**TASK A:**
Reproduce the passage of the minimum wage piece between "Other wage bills" and "over four years.", inclusive.
**TASK B:**
In the minimum wage piece, what minimum wage does the plan from Mitt Romney and Tom Cotton reach, and over how long?

**PAGE TEXT:**
* * * * * * *

America has passed the need to debate over whether the minimum wage should be raised.
On March 5 an amendment in the Senate to add a $15 minimum wage onto the latest COVID-19 relief package failed when 8 Democrats voted against it.
One Democrat, Kyrsten Sinema, has drawn the most ire over this because she said there needed to be more debate over raising the minimum wage.
She’s become the focus of this in part due to a tweet she posted in 2014.
Sinema, much like many Americans, didn’t say there needed to be a debate over increasing the minimum wage 7 years ago.
There’s nothing left to debate over. $7.25 isn’t a living wage as debt skyrockets, especially in the middle of a pandemic when people are incurring additional expenses ranging from medical care and purchasing face masks.
Leaving this up to debate is how opponents of raising the wage in the Senate are emboldened and able to propagandize to their constituents that certain people are not entitled to better wages by the nature of their work and their identities.
Black people and women as well as food service workers are disproportionately paid the federal minimum wage, meaning these already marginalized groups are having their livelihoods debated by people who make more in a month than they do in an entire year if they work full time.
The representatives opining about the effect this would have on small businesses are blatantly prioritizing people who are overwhelmingly white and wealthy over the lives of people who can’t even afford to put food on their tables.
And it shouldn’t have to be said, but if a business owner cannot pay their employee a living wage then their business isn’t succeeding enough to be hiring someone.
Other wage bills proposed are already not good enough. The wage won’t increase to $15 until 2025 despite the necessity of that increase needing to be much more expedient.
Even a $15 minimum wage today still isn’t enough in plenty of places and just barely gets people to subsistence living. It shouldn’t require years of experience and school to make a living wage.
And now there’s the risk of an even more pathetic wage increase passing in the Senate with Mitt Romney and Tom Cotton’s plan that raises the minimum wage to just $10 over four years.
For reference, when accounting only for inflation (and not productivity and profit increases) since 1979 the minimum wage would be almost $11 today.
That doesn’t even account for cost of living increases people face as housing prices rise and student debt inflates to $1.7 trillion.
These points alone should settle any convoluted request for debate on whether the minimum wage needs to be increased.
People deserve to live beyond subsistence and questioning whether or not that should be granted in a time where people are dealing with an unprecedented global emergency is spitting in the faces of working people.

* * * * * * *

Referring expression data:
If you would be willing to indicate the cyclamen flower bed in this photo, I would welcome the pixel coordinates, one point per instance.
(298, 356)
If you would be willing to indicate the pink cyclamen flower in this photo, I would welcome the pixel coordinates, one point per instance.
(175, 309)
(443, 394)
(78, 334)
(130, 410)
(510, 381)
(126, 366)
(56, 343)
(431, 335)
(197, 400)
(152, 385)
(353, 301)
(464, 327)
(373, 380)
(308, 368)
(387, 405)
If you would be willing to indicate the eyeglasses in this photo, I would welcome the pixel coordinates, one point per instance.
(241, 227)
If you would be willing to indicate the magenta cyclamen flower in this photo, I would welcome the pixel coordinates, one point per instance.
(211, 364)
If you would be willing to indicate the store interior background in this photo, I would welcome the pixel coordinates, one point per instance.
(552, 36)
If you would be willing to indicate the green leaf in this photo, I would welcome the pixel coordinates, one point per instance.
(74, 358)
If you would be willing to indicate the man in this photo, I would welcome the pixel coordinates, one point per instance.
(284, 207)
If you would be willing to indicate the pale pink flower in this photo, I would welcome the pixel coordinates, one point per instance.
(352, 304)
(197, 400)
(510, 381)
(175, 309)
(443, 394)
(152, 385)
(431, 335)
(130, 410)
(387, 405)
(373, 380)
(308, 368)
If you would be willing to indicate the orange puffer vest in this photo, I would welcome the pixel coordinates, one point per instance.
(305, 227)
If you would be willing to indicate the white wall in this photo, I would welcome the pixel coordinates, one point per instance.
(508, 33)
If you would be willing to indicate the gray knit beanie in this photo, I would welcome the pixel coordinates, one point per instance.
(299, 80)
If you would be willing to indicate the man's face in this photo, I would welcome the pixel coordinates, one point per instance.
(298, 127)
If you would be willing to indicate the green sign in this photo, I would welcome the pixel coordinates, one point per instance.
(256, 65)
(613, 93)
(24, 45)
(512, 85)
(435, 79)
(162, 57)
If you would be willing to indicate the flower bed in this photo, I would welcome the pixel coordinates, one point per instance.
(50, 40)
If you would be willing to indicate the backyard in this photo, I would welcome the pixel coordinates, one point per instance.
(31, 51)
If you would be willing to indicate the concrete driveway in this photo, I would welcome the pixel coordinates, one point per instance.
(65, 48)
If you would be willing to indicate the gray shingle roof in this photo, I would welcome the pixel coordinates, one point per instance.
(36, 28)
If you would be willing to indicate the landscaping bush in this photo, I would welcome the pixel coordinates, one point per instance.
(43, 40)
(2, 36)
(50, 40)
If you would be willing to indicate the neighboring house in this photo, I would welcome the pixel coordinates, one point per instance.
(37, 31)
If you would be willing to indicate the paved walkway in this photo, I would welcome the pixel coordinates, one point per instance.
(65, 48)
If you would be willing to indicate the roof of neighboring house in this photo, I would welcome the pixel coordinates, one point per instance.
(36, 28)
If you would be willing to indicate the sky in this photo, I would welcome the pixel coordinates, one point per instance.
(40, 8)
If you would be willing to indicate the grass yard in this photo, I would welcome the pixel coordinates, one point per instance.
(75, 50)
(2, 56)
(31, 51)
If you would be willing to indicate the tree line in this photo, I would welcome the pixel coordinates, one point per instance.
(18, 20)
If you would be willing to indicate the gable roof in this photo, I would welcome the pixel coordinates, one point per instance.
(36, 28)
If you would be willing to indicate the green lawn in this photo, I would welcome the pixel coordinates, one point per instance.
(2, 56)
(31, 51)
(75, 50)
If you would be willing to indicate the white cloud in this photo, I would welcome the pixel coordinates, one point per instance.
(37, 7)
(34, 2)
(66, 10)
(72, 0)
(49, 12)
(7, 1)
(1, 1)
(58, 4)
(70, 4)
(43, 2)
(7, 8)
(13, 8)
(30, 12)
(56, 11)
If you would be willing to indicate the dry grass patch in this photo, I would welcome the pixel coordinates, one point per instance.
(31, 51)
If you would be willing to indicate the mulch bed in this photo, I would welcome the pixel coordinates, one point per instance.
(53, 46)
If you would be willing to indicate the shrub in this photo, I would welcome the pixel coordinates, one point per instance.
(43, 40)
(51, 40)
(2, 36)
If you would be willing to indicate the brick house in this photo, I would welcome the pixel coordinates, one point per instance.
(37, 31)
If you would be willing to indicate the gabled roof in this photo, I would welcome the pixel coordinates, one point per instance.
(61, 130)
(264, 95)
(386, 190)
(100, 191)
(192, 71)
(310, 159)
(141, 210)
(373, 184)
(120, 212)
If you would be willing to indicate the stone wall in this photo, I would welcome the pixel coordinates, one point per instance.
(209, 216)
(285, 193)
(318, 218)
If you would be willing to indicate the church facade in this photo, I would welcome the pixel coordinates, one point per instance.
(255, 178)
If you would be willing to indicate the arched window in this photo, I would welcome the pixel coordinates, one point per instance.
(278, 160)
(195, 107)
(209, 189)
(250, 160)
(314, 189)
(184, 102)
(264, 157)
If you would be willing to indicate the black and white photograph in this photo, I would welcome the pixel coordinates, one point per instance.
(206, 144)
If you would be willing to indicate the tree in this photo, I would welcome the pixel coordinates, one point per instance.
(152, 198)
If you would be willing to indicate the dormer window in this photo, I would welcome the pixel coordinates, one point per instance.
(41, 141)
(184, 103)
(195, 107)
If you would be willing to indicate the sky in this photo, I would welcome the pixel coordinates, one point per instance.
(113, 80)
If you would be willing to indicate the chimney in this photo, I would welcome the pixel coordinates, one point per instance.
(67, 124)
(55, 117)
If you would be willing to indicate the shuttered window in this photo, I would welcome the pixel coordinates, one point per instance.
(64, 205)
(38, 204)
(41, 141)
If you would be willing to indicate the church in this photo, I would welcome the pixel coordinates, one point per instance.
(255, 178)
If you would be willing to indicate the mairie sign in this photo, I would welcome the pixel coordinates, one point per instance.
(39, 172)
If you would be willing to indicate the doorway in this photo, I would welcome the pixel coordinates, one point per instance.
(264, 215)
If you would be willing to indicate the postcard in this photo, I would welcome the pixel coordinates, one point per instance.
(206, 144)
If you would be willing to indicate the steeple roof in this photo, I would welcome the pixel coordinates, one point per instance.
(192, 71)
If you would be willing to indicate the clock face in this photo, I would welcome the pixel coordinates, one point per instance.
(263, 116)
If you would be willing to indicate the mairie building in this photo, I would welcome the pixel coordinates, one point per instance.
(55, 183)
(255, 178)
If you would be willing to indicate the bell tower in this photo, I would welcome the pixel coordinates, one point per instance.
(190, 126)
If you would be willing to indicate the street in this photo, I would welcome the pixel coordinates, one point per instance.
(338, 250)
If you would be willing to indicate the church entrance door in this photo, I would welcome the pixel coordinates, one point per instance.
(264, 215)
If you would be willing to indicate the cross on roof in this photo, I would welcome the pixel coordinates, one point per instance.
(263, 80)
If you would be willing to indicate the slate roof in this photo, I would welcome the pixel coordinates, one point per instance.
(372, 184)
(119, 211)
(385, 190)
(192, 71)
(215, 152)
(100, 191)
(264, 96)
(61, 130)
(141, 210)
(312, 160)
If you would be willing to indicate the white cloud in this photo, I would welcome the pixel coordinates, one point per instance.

* * * * * * *

**EXERCISE RESPONSE A:**
Other wage bills proposed are already not good enough. The wage won’t increase to $15 until 2025 despite the necessity of that increase needing to be much more expedient.
Even a $15 minimum wage today still isn’t enough in plenty of places and just barely gets people to subsistence living. It shouldn’t require years of experience and school to make a living wage.
And now there’s the risk of an even more pathetic wage increase passing in the Senate with Mitt Romney and Tom Cotton’s plan that raises the minimum wage to just $10 over four years.

**EXERCISE RESPONSE B:**
$10, over four years.